■ **Directions**: Reproduce each of the rows below character for character, changing nothing.

━━━ Material provided

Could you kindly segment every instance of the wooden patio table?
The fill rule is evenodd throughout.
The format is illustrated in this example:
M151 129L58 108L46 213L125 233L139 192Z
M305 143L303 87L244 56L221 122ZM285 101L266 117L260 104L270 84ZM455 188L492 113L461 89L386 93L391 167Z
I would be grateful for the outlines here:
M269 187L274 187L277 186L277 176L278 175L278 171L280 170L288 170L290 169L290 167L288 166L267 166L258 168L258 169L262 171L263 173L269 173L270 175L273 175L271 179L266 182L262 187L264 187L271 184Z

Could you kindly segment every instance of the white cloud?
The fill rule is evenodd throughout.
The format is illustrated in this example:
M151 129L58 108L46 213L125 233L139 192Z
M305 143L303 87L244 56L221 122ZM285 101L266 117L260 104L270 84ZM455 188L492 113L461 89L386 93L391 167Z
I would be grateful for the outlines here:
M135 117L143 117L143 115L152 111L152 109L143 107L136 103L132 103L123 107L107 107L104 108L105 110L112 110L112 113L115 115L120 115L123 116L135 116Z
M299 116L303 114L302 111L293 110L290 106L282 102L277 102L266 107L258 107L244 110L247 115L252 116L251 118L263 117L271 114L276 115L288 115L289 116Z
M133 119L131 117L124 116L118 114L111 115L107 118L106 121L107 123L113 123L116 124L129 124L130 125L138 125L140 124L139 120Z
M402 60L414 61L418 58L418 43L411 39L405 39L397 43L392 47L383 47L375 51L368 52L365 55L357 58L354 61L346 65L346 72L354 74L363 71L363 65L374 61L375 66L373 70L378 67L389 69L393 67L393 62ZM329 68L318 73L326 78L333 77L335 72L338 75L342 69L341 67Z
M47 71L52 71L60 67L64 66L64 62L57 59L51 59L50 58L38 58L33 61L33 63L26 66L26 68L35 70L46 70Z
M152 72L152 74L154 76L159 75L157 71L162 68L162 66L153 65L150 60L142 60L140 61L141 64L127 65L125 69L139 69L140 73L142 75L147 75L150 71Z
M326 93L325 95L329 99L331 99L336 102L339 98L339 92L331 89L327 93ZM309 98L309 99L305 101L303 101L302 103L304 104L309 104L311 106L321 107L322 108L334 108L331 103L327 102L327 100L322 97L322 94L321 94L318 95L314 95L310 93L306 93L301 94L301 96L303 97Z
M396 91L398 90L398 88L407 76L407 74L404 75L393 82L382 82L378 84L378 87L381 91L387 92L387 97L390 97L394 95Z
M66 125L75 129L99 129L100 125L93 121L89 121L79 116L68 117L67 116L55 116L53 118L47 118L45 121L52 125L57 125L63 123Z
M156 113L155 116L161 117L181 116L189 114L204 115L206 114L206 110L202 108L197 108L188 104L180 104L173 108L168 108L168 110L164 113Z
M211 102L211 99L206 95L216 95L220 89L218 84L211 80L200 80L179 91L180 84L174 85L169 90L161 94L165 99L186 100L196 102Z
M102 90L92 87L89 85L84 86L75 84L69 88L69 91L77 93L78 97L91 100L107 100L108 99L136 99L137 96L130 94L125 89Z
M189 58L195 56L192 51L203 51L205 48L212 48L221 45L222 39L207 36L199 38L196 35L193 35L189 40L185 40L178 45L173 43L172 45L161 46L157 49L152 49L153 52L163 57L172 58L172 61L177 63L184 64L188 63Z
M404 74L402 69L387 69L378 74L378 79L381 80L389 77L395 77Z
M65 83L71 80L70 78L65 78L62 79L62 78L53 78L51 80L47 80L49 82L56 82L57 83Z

━━━━━━

■ **Task solution**:
Could you kindly segment every instance of the wooden patio table?
The fill rule is evenodd throughout.
The format is illustrated in this example:
M151 129L58 108L46 213L125 233L139 192Z
M305 143L303 87L244 56L221 122ZM285 101L266 117L260 104L270 84ZM455 188L492 113L461 89L386 93L391 167Z
I would be grateful for the outlines here:
M269 187L274 187L277 186L277 176L278 175L278 171L280 170L288 170L290 169L290 167L288 166L267 166L258 168L258 169L262 171L263 173L269 173L270 175L273 175L271 179L266 182L262 187L264 187L271 184Z

Could you kindly segment every instance of the white cloud?
The fill rule is evenodd throughout.
The format is illustrated in this example:
M151 129L58 108L46 213L125 233L139 192Z
M305 143L303 87L244 56L221 122ZM285 101L266 117L260 104L270 84ZM455 188L492 113L461 89L386 93L391 167Z
I would be grateful for the outlines here:
M135 117L143 117L143 115L152 111L152 109L143 107L136 103L132 103L123 107L107 107L104 108L105 110L112 110L112 113L115 115L120 115L123 116L135 116Z
M299 116L303 114L302 111L293 110L290 106L282 102L277 102L266 107L258 107L244 110L247 115L252 116L251 118L263 117L271 114L276 115L288 115L289 116Z
M133 119L131 117L124 116L118 114L111 115L107 118L106 121L107 123L113 123L116 124L129 124L130 125L138 125L140 124L139 120Z
M402 60L414 61L418 58L418 43L411 39L405 39L397 43L392 47L383 47L375 51L368 52L365 55L357 58L354 61L346 65L346 72L354 74L363 71L363 65L374 61L375 66L373 70L378 67L389 69L393 67L393 62ZM329 68L318 73L326 78L333 77L335 72L338 75L342 69L341 67Z
M47 71L52 71L60 67L64 66L64 62L57 59L51 59L50 58L38 58L33 61L33 63L26 66L26 68L35 70L46 70Z
M152 72L152 74L154 76L159 75L157 71L162 68L162 66L153 65L150 60L142 60L140 61L141 64L127 65L125 69L139 69L140 73L142 75L147 75L150 71Z
M326 93L325 95L329 99L331 99L336 102L339 98L339 92L331 89L327 93ZM309 98L309 99L305 101L303 101L302 103L304 104L309 104L311 106L321 107L322 108L334 108L331 103L327 102L327 100L322 97L322 94L321 94L318 95L314 95L310 93L306 93L301 94L301 96L303 97Z
M396 91L398 90L398 88L407 76L407 74L404 75L393 82L382 82L378 84L378 87L381 91L387 92L387 97L390 97L394 95Z
M66 125L75 129L99 129L100 125L93 121L89 121L79 116L68 117L67 116L55 116L53 118L47 118L45 121L52 125L57 125L63 123Z
M156 113L155 116L161 117L181 116L189 114L204 115L206 114L206 110L202 108L197 108L188 104L180 104L173 108L168 108L168 110L164 113Z
M211 102L211 99L206 95L216 95L220 89L218 84L211 80L200 80L179 91L180 84L174 85L169 90L161 94L165 99L186 100L196 102Z
M102 90L92 87L89 85L84 86L75 84L69 88L69 91L77 93L78 97L91 100L107 100L108 99L136 99L137 96L130 94L125 89Z
M189 58L195 56L192 51L203 51L205 48L212 48L221 45L222 39L207 36L199 38L196 35L193 35L189 40L185 40L178 45L173 43L172 45L161 46L157 49L152 49L153 52L163 57L172 58L172 61L177 63L184 64L188 63Z
M404 74L402 69L387 69L378 74L378 79L381 80L389 77L395 77Z
M65 83L71 80L70 78L65 78L62 79L62 78L53 78L51 80L47 80L49 82L56 82L57 83Z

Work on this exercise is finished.